Records from a collection

§ §

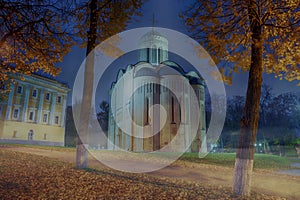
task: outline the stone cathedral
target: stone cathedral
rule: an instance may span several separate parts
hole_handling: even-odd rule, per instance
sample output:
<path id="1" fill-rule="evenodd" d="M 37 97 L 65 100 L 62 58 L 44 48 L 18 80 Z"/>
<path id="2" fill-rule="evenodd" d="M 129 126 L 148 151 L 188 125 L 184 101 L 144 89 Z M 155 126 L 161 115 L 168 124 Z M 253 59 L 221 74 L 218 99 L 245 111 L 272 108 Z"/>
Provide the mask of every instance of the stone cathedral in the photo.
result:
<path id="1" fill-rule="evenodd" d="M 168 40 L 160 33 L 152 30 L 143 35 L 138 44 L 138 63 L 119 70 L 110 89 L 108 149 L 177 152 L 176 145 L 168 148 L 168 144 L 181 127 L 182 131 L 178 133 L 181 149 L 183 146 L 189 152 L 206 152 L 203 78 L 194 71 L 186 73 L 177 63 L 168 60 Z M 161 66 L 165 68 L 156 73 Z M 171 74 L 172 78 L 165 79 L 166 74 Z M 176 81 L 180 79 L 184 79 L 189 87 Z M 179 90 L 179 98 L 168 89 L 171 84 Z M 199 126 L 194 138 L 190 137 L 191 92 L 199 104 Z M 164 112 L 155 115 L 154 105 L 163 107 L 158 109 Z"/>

§ §

• **DIRECTIONS FOR THIS TASK**
Every line above that holds "cathedral" should be tallied; answer with the total alone.

• **ANSWER SECTION**
3